Real-time data processing with Spark
Building distributed applications
ETL pipeline development
Stream processing

🎓 Core Concepts

Variables and Types

// Immutable variables (preferred)
val name: String = "Data Engineer"
val age: Int = 30

// Mutable variables (use sparingly)
var counter: Int = 0
counter = counter + 1

// Type inference
val salary = 70000  // Int inferred
val rate = 0.05     // Double inferred

// String interpolation
val message = s"Hello, $name! You are $age years old"
val formatted = f"Salary: $salary%.2f"

Functions

// Simple function
def add(a: Int, b: Int): Int = {
    a + b
}

// Shorthand (single expression)
def multiply(a: Int, b: Int): Int = a * b

// Default parameters
def greet(name: String, greeting: String = "Hello"): String = 
    s"$greeting, $name!"

// Variable arguments
def sum(numbers: Int*): Int = {
    numbers.sum
}

// Higher-order function
def applyTwice(f: Int => Int, x: Int): Int = f(f(x))
applyTwice(x => x * 2, 5)  // 20

Classes and Objects

// Class definition
class Person(val name: String, val age: Int) {
    def greet(): String = s"Hi, I'm $name"
}

// Object instantiation
val person = new Person("Alice", 30)

// Singleton object
object Config {
    val dbHost = "localhost"
    val dbPort = 5432
}

// Case class (better for data)

_ENTRIES SUPPLIED_
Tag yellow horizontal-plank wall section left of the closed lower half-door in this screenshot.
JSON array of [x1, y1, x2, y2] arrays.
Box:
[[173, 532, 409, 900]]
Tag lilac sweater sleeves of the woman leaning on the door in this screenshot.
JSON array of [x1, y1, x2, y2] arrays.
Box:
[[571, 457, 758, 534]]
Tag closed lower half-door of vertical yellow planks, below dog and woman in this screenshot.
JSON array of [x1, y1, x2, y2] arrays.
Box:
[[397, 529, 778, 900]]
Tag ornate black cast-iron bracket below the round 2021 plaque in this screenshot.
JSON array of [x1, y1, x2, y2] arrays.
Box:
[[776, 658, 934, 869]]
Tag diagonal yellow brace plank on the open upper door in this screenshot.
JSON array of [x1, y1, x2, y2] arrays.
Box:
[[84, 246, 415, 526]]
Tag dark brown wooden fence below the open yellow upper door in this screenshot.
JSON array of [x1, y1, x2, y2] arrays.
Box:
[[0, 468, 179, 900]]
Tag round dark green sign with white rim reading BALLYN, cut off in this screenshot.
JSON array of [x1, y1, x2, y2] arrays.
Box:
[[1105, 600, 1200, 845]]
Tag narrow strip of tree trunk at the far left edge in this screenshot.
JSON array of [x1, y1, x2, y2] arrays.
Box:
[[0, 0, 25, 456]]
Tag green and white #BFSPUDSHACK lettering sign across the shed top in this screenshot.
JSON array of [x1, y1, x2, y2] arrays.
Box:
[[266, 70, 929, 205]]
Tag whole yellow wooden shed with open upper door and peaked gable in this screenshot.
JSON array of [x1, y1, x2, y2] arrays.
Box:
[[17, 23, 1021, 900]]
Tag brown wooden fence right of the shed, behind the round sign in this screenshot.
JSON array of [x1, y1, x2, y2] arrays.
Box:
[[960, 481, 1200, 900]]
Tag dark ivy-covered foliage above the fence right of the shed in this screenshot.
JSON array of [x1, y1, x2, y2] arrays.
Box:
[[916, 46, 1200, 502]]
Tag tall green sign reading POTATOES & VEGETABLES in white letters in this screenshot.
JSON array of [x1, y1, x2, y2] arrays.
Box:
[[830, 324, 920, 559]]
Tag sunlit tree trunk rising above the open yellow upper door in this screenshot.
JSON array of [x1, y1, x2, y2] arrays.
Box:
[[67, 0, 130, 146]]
---
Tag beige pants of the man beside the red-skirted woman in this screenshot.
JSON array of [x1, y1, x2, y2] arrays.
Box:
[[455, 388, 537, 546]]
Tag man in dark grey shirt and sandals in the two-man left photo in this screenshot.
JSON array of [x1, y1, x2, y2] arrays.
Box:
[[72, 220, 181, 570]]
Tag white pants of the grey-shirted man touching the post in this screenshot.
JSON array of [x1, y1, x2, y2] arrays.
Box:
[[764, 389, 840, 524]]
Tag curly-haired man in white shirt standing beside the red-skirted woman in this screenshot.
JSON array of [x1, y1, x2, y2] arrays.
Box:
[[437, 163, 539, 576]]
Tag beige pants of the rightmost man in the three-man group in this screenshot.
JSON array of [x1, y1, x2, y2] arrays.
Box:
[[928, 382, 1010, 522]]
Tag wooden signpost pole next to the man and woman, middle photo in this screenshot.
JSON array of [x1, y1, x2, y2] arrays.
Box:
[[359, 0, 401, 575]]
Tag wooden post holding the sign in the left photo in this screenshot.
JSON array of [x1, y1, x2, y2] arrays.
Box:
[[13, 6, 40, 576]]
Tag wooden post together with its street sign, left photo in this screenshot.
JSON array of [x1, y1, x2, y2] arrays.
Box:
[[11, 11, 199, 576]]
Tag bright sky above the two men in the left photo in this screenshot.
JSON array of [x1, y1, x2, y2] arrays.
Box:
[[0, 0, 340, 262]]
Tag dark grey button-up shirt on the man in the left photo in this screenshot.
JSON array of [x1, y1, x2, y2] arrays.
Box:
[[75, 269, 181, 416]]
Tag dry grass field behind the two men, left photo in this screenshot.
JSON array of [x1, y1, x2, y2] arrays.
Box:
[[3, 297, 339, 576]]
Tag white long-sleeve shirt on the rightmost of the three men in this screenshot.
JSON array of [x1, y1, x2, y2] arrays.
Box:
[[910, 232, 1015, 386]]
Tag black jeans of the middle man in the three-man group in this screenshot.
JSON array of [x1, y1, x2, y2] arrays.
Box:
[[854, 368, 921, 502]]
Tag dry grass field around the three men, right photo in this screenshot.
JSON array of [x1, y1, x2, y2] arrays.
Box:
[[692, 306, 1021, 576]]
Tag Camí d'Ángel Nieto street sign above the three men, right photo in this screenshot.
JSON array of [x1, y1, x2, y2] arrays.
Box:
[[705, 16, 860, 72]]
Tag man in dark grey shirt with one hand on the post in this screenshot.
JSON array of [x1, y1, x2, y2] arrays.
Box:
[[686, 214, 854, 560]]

_AIM OF THE EXERCISE_
Reproduce the part of the Scala tutorial that begins at the words "def multiply(a: Int, b: Int): Int" and stops after "Int = f(f(x))".

_ANSWER TO THIS EXERCISE_
def multiply(a: Int, b: Int): Int = a * b

// Default parameters
def greet(name: String, greeting: String = "Hello"): String = 
    s"$greeting, $name!"

// Variable arguments
def sum(numbers: Int*): Int = {
    numbers.sum
}

// Higher-order function
def applyTwice(f: Int => Int, x: Int): Int = f(f(x))